Work required ▸
Answer these questions using the passage on group health insurance.
1. What other names for Group Health Insurance does the passage list?
2. What two things does the scope and value of Group Health plans depend on?
3. Which conditions does the passage give as examples of acute conditions?

Passage for review ▸
Group Health Insurance is a type of private medical insurance purchased by businesses to provide their employees with fast access to the treatment they require. Plans typically offer a choice of consultant, hospital and date of treatment to the employee, allowing them full control and ensuring they can return to work as soon as possible.

For many of our clients, one of the key benefits of private healthcare is that it negates NHS waiting lists and is free of the inevitable restrictions that a publicly funded healthcare system encounters.  

You might also see Group Health Insurance referred to as: Business Health Insurance, Company Health Insurance or Corporate Health Insurance.

The scope and value of Group Health plans can vary wildly, depending on the size of the business and its available budget.

At Engage Health Group, we’ve helped businesses of all sizes find their ideal policy by working across the insurance marketplace to deliver the best deals.

 

What does Group Health Insurance cover?

Companies can largely pick and choose which benefits they feel will be of the highest importance and of greatest value. So – to an extent – your Group Health Insurance can cover whatever you wish, as long as it remains within budget.

But there are some constraints. First you need to be aware of two main medical categories: ‘Acute’ and ‘Chronic’ medical conditions.

 

Acute

A medical condition that responds well to active treatment and where the patient can be returned quickly to their previous state of health/degree of activity. For example, a fractured arm, a hernia or cataracts are classed as acute conditions.

Acute conditions CAN be covered by medical insurance.

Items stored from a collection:
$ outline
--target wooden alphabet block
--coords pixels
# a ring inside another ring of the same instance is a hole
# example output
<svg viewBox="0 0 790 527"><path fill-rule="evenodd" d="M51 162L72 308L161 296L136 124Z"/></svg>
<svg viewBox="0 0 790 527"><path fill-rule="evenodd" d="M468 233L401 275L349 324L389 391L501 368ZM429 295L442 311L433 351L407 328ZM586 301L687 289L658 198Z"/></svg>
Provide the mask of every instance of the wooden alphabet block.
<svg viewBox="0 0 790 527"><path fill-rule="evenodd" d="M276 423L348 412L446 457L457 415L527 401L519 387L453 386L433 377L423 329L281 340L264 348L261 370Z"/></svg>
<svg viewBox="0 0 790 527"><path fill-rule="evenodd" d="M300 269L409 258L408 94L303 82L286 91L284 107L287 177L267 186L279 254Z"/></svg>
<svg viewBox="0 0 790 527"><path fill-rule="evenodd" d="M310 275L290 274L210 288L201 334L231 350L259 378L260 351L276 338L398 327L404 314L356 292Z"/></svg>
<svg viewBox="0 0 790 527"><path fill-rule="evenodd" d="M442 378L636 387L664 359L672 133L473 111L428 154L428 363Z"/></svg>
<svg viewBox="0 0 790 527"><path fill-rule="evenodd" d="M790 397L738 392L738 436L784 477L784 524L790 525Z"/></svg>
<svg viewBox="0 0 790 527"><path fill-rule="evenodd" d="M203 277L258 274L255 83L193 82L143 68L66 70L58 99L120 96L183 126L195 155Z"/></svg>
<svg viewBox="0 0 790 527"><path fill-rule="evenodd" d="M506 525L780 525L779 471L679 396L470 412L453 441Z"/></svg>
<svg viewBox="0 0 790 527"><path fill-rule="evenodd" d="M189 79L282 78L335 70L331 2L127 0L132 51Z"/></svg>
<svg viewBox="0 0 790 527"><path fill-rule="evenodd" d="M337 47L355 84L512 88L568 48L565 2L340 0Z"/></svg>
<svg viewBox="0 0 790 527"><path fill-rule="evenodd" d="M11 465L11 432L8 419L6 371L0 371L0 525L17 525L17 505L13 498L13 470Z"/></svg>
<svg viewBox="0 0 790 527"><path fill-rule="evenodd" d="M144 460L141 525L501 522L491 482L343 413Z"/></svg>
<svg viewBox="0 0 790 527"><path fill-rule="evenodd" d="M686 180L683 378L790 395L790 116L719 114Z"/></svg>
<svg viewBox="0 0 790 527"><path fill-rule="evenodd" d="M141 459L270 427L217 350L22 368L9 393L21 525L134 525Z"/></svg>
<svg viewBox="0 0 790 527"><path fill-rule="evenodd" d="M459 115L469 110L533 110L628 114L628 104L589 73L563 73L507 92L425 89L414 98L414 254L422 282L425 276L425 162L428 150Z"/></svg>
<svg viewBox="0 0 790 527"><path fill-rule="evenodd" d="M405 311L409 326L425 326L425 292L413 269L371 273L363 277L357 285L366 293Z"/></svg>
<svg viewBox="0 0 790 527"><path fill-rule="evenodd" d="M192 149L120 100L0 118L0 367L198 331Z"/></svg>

Response below ▸
1. Business Health Insurance, Company Health Insurance or Corporate Health Insurance.
2. The size of the business and its available budget.
3. A fractured arm, a hernia or cataracts.